(Document extract)
•••

The quality levels of the enrolled RCTs were assessed according to the Cochrane Collaboration bias appraisal tool. The methodological quality of each trial was assessed based on the following items: (I) random sequence generation; (II) allocation concealment; (III) blinding of participants and personnel; (IV) blinding of outcome assessment; (V) incomplete outcome data; (VI) selective reporting; (VII) other bias. Each item was assessed with low risk, high risk or unclear.

Data extraction

Two individual investigators (YX Shao and L Peng) extracted the required data using a standard form. We extracted the following characteristics: name of the first author, publication year, the study design, the dosage and the frequency of treatment patients received, treatment duration, the incidence of side effects, the discontinuation because of an adverse events (AEs), the baseline and outcome micturition per day, urgency episodes, urge incontinence episodes per day, nocturia per night, Patien Global Impression of Improvement questionnaire (PGI-I), Overactive Bladder questionnaire Short Form 6 items (OAB-q SF 6) and Overactive Bladder questionnaire Short Form 13 items (OAB-q SF 13). At the same time, the authors of original studies were requested for authentic information when we imputed the missing or vague information based on the methods of Cochrane Handbook.

•••

(Supplied material)
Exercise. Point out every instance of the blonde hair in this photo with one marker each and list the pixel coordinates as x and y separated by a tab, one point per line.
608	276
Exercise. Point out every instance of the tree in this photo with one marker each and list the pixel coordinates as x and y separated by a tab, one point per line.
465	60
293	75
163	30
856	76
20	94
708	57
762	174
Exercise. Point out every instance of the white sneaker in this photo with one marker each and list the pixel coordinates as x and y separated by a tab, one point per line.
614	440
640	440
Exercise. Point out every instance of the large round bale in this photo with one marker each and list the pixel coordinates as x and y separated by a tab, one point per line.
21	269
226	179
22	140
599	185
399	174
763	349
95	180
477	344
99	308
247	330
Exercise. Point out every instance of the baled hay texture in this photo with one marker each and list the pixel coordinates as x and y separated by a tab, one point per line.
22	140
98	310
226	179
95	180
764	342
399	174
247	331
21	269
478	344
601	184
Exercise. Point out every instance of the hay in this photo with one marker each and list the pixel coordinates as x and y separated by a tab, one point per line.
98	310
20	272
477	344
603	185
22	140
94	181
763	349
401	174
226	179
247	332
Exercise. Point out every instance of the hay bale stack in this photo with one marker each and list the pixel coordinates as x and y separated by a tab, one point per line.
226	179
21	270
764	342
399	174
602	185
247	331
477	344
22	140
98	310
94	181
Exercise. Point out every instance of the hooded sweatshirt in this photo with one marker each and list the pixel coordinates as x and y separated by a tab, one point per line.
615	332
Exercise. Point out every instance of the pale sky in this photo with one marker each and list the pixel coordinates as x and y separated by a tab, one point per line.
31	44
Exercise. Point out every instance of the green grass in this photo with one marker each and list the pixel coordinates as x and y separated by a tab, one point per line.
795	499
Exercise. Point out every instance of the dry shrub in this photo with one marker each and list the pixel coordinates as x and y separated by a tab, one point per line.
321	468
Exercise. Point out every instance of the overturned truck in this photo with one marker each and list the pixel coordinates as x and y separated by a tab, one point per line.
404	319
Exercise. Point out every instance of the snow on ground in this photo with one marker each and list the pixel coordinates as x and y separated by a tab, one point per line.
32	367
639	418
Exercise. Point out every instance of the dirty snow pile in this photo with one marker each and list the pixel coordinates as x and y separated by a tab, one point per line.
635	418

•••

(Aim of the exercise) In the passage on trial quality assessment and data extraction, what three ratings could each quality item receive?

(Exercise response) Each item was rated as low risk, high risk, or unclear.